SOURCE EXTRACT:
++++++

Behind the creative chaos that was the start of Channel 4 television, there stood from the very first days one elegant, quizzical, unobtrusive figure making order and a sustainable business where there was none before. Colin Leventhal, who has died of cancer aged 73, was a solicitor who was mad about film, had been head of copyright at the BBC and came to Channel 4 in 1981 to set up the first business relationships with the independent programme-makers who were springing up all round the country.
His intellectual brilliance, fair-mindedness and deep sympathy for creative artists made as important a contribution as any to the success of the new channel. He rose to become director of acquisition and a board member, and in 1993 set up Channel Four International Limited and Film Four Distributors.
Colin was born in Nottingham, the son of Morris, a manufacturer of ladies’ coats and costumes, and Olga (nee Weber). He went to Carmel College in Wallingford, then in Berkshire, and read philosophy at King’s College London before training as a solicitor and joining the BBC in 1974.
Feature films were his love. He played a central role in C4’s innovative film financing policy, which boosted the whole industry and produced a string of hits for Film on Four including My Beautiful Laundrette (Stephen Frears), The Crying Game (Neil Jordan), The Madness of King George (Nick Hytner), and Trainspotting (Danny Boyle). His contribution to the wider film industry continued after he left Channel 4 in 1997, founding Miramax HAL Films with his wife, Trea Hoving, and David Aukin, a partnership with Miramax that lasted until 2000.

++++++

Phrase grounding data
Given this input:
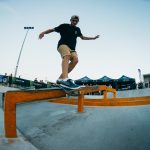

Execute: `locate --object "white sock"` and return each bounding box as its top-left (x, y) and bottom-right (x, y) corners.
top-left (62, 78), bottom-right (69, 81)
top-left (57, 79), bottom-right (63, 81)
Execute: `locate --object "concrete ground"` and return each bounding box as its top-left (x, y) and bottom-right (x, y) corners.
top-left (17, 102), bottom-right (150, 150)
top-left (0, 85), bottom-right (150, 150)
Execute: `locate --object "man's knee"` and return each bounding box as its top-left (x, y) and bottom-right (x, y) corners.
top-left (72, 57), bottom-right (79, 65)
top-left (63, 55), bottom-right (71, 60)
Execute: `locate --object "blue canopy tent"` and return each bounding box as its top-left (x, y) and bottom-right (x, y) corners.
top-left (117, 75), bottom-right (136, 90)
top-left (75, 76), bottom-right (94, 85)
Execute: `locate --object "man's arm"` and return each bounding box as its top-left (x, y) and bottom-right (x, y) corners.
top-left (39, 29), bottom-right (55, 39)
top-left (80, 35), bottom-right (99, 40)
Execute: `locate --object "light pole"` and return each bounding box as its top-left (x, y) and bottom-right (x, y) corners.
top-left (14, 27), bottom-right (34, 77)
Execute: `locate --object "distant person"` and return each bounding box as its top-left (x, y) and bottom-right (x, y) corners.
top-left (39, 15), bottom-right (99, 89)
top-left (34, 78), bottom-right (38, 82)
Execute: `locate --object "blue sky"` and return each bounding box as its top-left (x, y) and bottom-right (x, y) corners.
top-left (0, 0), bottom-right (150, 82)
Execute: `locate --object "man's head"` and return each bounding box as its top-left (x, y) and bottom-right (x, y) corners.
top-left (70, 15), bottom-right (79, 26)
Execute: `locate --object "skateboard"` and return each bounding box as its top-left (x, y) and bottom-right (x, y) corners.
top-left (59, 85), bottom-right (82, 96)
top-left (52, 83), bottom-right (84, 96)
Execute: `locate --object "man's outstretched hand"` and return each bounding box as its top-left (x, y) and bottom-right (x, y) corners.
top-left (94, 35), bottom-right (99, 39)
top-left (39, 32), bottom-right (44, 39)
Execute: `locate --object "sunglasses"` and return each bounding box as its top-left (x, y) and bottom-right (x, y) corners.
top-left (71, 19), bottom-right (79, 23)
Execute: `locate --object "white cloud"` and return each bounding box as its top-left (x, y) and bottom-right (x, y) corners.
top-left (0, 1), bottom-right (17, 14)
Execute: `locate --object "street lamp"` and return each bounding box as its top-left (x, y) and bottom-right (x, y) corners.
top-left (14, 27), bottom-right (34, 77)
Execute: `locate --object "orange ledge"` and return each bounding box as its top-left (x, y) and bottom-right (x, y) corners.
top-left (49, 96), bottom-right (150, 106)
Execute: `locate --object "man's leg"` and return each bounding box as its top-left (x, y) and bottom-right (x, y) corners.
top-left (68, 56), bottom-right (78, 73)
top-left (59, 55), bottom-right (70, 79)
top-left (59, 52), bottom-right (78, 79)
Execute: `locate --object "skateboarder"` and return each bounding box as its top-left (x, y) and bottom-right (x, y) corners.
top-left (39, 15), bottom-right (99, 89)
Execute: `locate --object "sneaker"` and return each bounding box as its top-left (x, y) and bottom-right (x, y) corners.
top-left (58, 79), bottom-right (80, 90)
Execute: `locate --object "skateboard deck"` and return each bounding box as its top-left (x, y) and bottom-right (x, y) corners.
top-left (58, 85), bottom-right (82, 95)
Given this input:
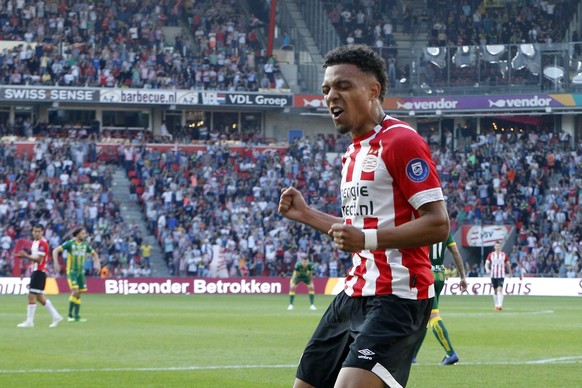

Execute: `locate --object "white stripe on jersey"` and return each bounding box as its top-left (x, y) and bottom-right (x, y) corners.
top-left (408, 188), bottom-right (445, 210)
top-left (30, 240), bottom-right (46, 271)
top-left (362, 255), bottom-right (380, 295)
top-left (487, 252), bottom-right (507, 279)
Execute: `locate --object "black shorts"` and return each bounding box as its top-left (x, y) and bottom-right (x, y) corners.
top-left (296, 292), bottom-right (433, 388)
top-left (28, 271), bottom-right (46, 294)
top-left (491, 278), bottom-right (505, 289)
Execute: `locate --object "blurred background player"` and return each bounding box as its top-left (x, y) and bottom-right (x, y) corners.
top-left (53, 228), bottom-right (101, 322)
top-left (16, 225), bottom-right (63, 327)
top-left (485, 242), bottom-right (512, 310)
top-left (413, 233), bottom-right (467, 365)
top-left (287, 253), bottom-right (316, 310)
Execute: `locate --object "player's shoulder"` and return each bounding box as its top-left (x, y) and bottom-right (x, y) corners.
top-left (377, 116), bottom-right (422, 144)
top-left (381, 115), bottom-right (417, 134)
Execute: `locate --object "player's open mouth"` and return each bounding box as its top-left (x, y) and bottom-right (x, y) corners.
top-left (330, 108), bottom-right (344, 119)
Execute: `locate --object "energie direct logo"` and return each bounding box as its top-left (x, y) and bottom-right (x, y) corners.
top-left (406, 158), bottom-right (430, 182)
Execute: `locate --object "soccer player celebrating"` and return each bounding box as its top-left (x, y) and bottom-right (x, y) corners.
top-left (278, 45), bottom-right (449, 388)
top-left (287, 253), bottom-right (317, 310)
top-left (485, 242), bottom-right (512, 310)
top-left (413, 233), bottom-right (467, 365)
top-left (16, 224), bottom-right (63, 327)
top-left (53, 228), bottom-right (101, 322)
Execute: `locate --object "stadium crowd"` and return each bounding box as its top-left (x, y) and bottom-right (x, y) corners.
top-left (325, 0), bottom-right (580, 87)
top-left (0, 119), bottom-right (582, 277)
top-left (0, 0), bottom-right (286, 91)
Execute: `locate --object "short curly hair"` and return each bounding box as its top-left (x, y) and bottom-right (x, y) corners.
top-left (322, 44), bottom-right (388, 101)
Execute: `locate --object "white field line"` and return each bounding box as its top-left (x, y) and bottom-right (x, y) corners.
top-left (0, 355), bottom-right (582, 374)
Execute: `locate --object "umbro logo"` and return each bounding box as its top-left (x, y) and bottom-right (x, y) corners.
top-left (358, 349), bottom-right (376, 360)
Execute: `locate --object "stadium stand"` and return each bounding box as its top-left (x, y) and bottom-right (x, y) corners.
top-left (0, 0), bottom-right (284, 91)
top-left (0, 0), bottom-right (582, 277)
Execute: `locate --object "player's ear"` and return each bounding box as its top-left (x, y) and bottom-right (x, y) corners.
top-left (368, 81), bottom-right (382, 101)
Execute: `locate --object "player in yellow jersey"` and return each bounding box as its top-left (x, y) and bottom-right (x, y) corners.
top-left (53, 228), bottom-right (101, 322)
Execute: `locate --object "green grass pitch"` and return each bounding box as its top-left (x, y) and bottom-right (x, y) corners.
top-left (0, 294), bottom-right (582, 388)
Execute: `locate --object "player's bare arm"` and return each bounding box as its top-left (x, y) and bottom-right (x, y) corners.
top-left (93, 250), bottom-right (101, 272)
top-left (278, 187), bottom-right (342, 233)
top-left (16, 251), bottom-right (42, 263)
top-left (328, 201), bottom-right (449, 252)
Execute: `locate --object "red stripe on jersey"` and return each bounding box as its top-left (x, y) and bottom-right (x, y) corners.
top-left (487, 252), bottom-right (509, 279)
top-left (360, 137), bottom-right (380, 181)
top-left (346, 142), bottom-right (362, 182)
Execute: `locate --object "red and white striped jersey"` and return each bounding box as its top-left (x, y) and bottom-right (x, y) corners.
top-left (487, 251), bottom-right (509, 279)
top-left (341, 116), bottom-right (443, 299)
top-left (30, 238), bottom-right (50, 271)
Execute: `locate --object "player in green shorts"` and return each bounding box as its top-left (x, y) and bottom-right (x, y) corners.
top-left (413, 234), bottom-right (467, 365)
top-left (53, 228), bottom-right (101, 322)
top-left (287, 254), bottom-right (316, 310)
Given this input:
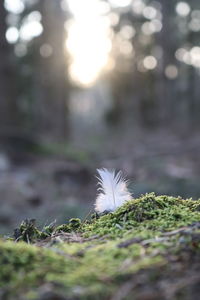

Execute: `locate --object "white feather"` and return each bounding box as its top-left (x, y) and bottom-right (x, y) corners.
top-left (95, 168), bottom-right (132, 213)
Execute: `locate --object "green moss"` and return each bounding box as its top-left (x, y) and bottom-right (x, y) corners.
top-left (82, 193), bottom-right (200, 238)
top-left (0, 194), bottom-right (200, 300)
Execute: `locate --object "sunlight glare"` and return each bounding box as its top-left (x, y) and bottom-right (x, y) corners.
top-left (66, 0), bottom-right (112, 87)
top-left (6, 27), bottom-right (19, 44)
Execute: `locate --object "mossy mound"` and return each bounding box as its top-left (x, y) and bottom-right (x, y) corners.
top-left (0, 194), bottom-right (200, 300)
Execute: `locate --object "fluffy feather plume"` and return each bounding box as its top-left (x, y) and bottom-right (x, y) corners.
top-left (95, 168), bottom-right (132, 213)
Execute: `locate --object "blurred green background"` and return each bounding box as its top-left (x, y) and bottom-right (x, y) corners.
top-left (0, 0), bottom-right (200, 233)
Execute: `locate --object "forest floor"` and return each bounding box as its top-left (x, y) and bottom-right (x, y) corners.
top-left (0, 193), bottom-right (200, 300)
top-left (0, 126), bottom-right (200, 234)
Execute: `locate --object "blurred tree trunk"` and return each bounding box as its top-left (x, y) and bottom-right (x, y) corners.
top-left (0, 1), bottom-right (19, 134)
top-left (36, 0), bottom-right (68, 141)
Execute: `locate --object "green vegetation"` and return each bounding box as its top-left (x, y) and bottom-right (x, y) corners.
top-left (0, 194), bottom-right (200, 299)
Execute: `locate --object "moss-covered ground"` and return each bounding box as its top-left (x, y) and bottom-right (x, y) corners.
top-left (0, 194), bottom-right (200, 300)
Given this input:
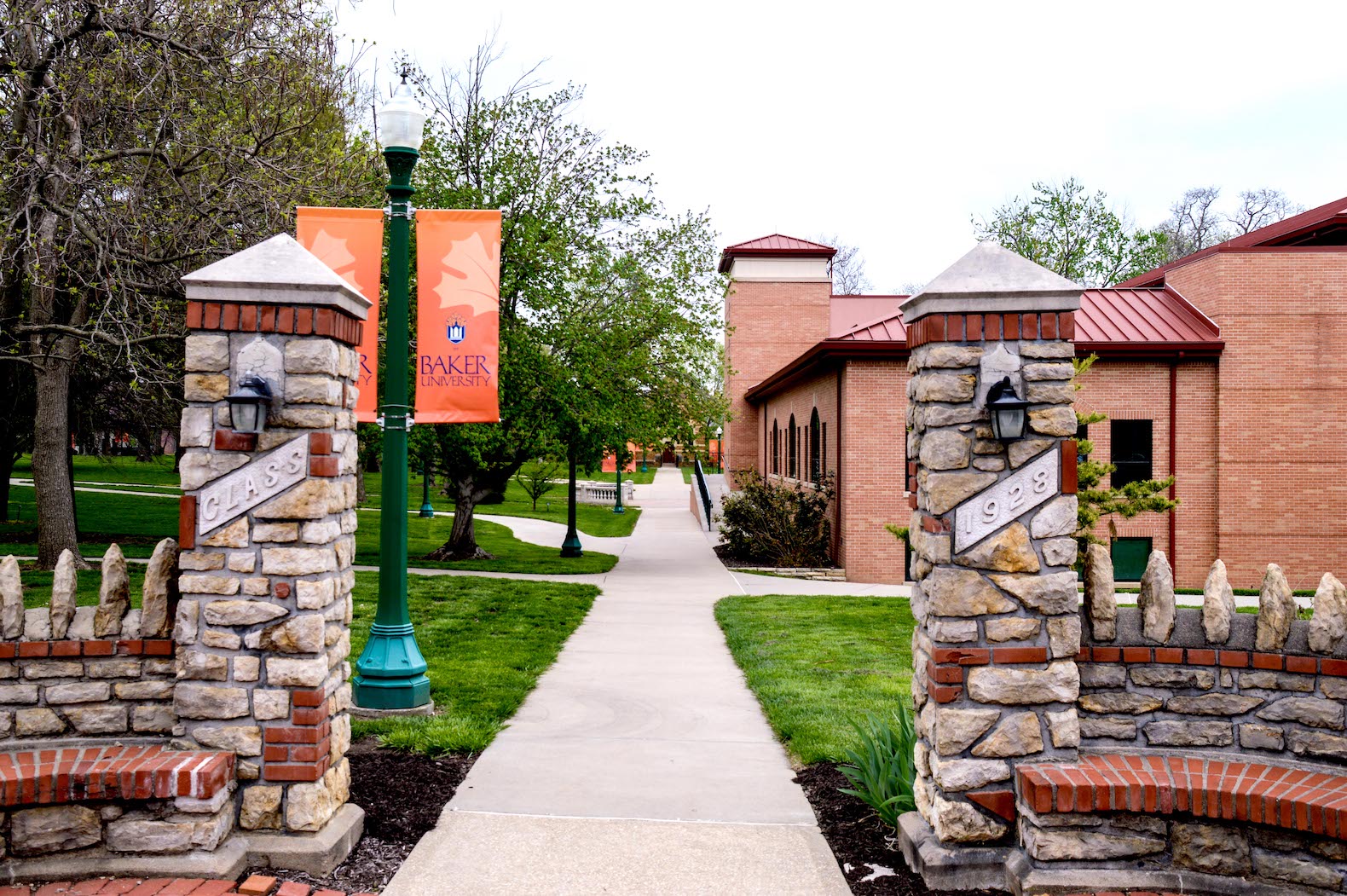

++++++

ACTION ITEM:
Transcribe the obituary of Colin Leventhal in full, word for word.

ANSWER SPACE:
Behind the creative chaos that was the start of Channel 4 television, there stood from the very first days one elegant, quizzical, unobtrusive figure making order and a sustainable business where there was none before. Colin Leventhal, who has died of cancer aged 73, was a solicitor who was mad about film, had been head of copyright at the BBC and came to Channel 4 in 1981 to set up the first business relationships with the independent programme-makers who were springing up all round the country.
His intellectual brilliance, fair-mindedness and deep sympathy for creative artists made as important a contribution as any to the success of the new channel. He rose to become director of acquisition and a board member, and in 1993 set up Channel Four International Limited and Film Four Distributors.
Colin was born in Nottingham, the son of Morris, a manufacturer of ladies’ coats and costumes, and Olga (nee Weber). He went to Carmel College in Wallingford, then in Berkshire, and read philosophy at King’s College London before training as a solicitor and joining the BBC in 1974.
Feature films were his love. He played a central role in C4’s innovative film financing policy, which boosted the whole industry and produced a string of hits for Film on Four including My Beautiful Laundrette (Stephen Frears), The Crying Game (Neil Jordan), The Madness of King George (Nick Hytner), and Trainspotting (Danny Boyle). His contribution to the wider film industry continued after he left Channel 4 in 1997, founding Miramax HAL Films with his wife, Trea Hoving, and David Aukin, a partnership with Miramax that lasted until 2000.